» Исходный отрывок:

_ _ _

«Вскоре после того как миновал 1000-й год от Рождества Христова, год ожидаемого многими конца света, по Европе прокатилась волна увлечений странными верованиями. Их общий источник лежал на Востоке, в отрогах Закавказья, где за несколько веков до этого существовало настоящее княжество еретиков-павликиан, сохранивших здесь, в укрытии от множества исторических бурь, представления тех поколений людей, что были свидетелями возникновения христианства, представления, которые теперь совсем не казались христианскими. Павликиане верили в то, что мир создан при участии злого бога, что Христос лишь принял облик человека, нисходя в юдоль страданий; они требовали от Церкви принципиальной отделённости от государства, они не принимали православную обрядность и авторитет как восточных, так и западных пап-патриархов. Понятия прошлого и будущего были для них абстракцией, ибо всё, ради чего жил человек, происходило именно сейчас и здесь. Они не искали полутонов, пастельных оттенков; их мир был расцвечен всего лишь двумя красками – даже не красками, а крайностями полярного бытия, – белой и чёрной.

_ _ _

» Входные данные:

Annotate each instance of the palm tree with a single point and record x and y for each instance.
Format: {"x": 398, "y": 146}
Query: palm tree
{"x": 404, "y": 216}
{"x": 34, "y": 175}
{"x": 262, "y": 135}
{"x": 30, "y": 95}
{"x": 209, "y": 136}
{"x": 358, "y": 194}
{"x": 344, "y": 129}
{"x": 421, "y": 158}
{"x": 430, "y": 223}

_ _ _

» Ваше задание: Продолжите отрывок о еретиках-павликианах, начав сразу после его последнего предложения.

» Выполненное задание:
Когда византийские императоры одолели-таки странных еретиков, часть пленных павликиан поселилась во Фракии. Там они смешались со славянскими племенами, а затем оказались в сфере влияния Болгарского царства.
Именно там, в Болгарии, и сложилось учение богомилов – первый вал бури, впоследствии обрушившийся на христианскую Европу. Патарены Италии, альбигойцы юга Франции почитали богомилов как старших и мудрых братьев, хранящих нить некоей, уже известной нам традиции.
Однако самой знаменитой ветвью этой традиции стали всё-таки альбигойцы – и из-за связи своей истории с возникновением инквизиции, доминиканского и францисканского орденов, и из-за героической, чисто рыцарско-средневековой борьбы, на которую оказались подвигнуты местные виконты, бароны, графы и даже три короля – французский, арагонский и английский. Альбигойские войны не являются историей сугубо религиозных противоречий, они вплетены в обшую историю культуры того времени, они прямо связаны с процессом складывания французской нации и французского государства»[9].
Цветущее состояние Южной Франции было разрушено войнами, которые велись против неё крестоносцами севера по воле Иннокентия III – вот на сцене и появляется наш преступный папа. Его воля была исполнена в точности. 20 лет продолжались опустошительные войны, 20 лет земли Южной Франции подвергались разорению.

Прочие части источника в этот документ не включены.